■ JOB: Reproduce the lines verbatim, beginning at the line that contains "Category: window" and continuing through the end of the records.

-- START --

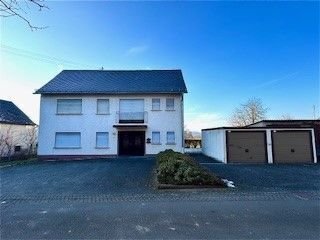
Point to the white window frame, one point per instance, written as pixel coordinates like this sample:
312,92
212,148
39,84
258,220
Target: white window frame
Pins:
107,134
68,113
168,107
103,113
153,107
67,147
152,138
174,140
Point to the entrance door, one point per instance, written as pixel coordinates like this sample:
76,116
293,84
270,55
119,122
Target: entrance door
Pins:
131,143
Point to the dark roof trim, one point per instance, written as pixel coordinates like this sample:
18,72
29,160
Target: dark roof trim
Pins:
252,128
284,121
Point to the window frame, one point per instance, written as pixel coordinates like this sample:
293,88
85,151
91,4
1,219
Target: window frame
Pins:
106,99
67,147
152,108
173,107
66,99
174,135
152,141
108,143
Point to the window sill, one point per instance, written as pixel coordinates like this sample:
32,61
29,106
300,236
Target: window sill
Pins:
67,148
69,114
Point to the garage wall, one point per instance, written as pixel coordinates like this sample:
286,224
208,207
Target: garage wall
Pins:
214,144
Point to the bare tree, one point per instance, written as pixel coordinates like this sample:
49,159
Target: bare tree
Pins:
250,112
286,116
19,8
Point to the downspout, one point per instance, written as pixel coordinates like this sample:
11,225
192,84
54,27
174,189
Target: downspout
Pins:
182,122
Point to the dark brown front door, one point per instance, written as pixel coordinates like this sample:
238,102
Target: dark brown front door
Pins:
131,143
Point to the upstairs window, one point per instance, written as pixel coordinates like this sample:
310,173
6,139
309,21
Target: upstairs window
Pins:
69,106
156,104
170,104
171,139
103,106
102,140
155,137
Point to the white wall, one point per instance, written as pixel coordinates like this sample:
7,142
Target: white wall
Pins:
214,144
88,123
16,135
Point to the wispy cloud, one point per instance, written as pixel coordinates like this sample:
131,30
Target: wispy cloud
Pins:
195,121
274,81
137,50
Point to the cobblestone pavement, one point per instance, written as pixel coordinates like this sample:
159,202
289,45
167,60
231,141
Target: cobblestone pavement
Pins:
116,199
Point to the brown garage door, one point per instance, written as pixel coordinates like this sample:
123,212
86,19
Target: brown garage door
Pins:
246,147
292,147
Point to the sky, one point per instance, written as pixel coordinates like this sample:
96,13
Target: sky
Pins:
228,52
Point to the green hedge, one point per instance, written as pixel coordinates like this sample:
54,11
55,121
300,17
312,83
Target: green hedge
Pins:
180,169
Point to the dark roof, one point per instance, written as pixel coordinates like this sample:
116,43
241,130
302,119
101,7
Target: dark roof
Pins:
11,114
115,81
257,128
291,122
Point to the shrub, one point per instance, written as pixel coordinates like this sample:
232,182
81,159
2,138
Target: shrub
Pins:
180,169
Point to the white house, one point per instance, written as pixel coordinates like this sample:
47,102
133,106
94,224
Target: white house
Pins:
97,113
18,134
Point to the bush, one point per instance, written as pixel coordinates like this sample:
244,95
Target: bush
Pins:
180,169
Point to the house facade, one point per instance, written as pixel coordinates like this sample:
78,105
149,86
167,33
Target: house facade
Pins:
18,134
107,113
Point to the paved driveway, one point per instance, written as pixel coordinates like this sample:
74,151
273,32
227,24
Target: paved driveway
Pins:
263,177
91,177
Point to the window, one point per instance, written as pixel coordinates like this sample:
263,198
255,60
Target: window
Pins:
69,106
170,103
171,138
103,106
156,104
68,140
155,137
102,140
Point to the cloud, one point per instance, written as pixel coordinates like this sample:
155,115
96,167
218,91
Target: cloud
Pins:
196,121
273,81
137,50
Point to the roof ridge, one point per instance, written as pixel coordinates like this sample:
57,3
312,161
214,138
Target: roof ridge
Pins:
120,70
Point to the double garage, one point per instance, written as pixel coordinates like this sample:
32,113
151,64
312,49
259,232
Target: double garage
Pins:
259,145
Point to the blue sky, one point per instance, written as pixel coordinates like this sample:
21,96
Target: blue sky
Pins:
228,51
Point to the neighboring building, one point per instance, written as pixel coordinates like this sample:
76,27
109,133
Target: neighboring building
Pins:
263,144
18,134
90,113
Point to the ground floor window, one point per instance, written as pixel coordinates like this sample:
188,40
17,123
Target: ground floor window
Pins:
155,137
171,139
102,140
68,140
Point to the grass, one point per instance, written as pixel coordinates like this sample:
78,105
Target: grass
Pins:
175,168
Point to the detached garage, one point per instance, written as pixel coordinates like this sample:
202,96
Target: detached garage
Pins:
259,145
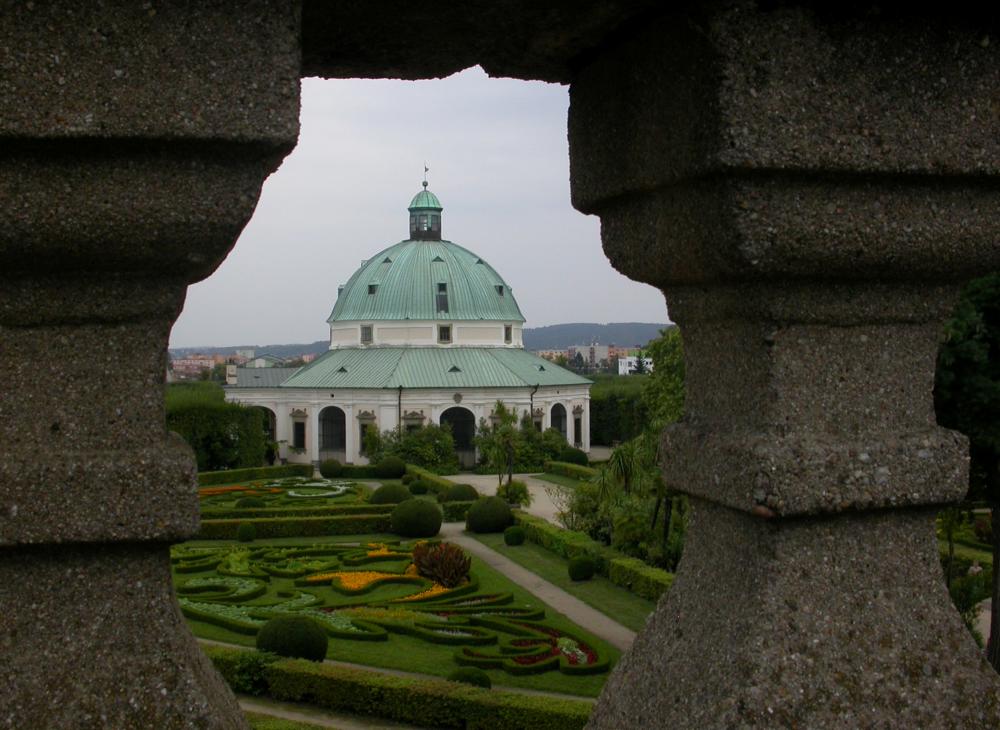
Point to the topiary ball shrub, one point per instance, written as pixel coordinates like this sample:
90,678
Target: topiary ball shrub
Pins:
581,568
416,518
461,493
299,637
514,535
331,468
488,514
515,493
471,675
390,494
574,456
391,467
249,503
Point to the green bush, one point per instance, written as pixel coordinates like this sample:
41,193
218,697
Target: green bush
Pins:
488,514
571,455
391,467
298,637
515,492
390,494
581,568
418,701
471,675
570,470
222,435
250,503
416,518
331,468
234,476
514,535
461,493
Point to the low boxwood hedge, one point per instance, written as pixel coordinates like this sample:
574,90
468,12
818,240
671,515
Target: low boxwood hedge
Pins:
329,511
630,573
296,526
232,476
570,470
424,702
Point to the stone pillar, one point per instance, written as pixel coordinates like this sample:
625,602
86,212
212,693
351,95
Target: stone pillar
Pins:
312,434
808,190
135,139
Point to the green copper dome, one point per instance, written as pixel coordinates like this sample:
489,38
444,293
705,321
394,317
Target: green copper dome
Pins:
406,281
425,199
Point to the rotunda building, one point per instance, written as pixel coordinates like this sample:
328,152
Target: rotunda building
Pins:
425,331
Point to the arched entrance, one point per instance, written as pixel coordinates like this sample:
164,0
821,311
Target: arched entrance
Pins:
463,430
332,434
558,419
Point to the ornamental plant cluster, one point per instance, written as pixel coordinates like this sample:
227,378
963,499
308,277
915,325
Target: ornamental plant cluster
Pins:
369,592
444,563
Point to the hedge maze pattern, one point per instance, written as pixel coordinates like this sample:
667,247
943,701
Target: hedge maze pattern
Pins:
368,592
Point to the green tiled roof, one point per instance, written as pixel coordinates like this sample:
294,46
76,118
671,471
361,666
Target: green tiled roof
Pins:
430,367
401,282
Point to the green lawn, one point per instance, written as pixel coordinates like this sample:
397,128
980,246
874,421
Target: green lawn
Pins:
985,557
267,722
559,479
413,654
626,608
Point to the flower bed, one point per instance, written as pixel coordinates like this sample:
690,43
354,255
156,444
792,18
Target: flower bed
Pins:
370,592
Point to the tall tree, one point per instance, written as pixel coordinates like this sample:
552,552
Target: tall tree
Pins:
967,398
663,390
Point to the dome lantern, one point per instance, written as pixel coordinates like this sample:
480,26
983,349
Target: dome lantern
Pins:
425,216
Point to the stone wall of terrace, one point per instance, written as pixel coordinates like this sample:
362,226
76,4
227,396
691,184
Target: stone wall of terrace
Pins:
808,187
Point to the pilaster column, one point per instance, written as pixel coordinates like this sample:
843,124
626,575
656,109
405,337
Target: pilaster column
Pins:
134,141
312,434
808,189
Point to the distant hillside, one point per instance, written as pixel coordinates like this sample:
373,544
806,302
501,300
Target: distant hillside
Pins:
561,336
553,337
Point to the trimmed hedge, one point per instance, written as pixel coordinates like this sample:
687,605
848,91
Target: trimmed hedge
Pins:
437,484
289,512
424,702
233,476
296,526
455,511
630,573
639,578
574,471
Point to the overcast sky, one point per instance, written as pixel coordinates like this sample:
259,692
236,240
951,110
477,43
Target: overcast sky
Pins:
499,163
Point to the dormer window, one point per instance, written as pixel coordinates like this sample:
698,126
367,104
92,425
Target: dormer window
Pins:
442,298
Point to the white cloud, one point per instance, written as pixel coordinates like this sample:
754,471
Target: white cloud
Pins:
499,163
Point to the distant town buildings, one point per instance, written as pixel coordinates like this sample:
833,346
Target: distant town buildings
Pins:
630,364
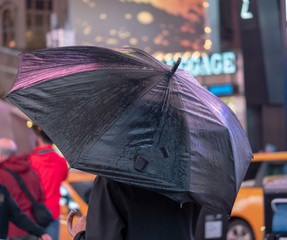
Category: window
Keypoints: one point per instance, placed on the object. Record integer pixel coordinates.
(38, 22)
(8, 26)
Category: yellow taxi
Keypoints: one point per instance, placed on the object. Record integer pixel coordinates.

-- END --

■ EXERCISE RESULT:
Category: window
Keypoints: one point per instance, placed on the object. Record integer pixel coordinates.
(38, 22)
(8, 26)
Category: yellow taxi
Keypoints: one point per instance, placed on the object. Record integer pixel coordinates.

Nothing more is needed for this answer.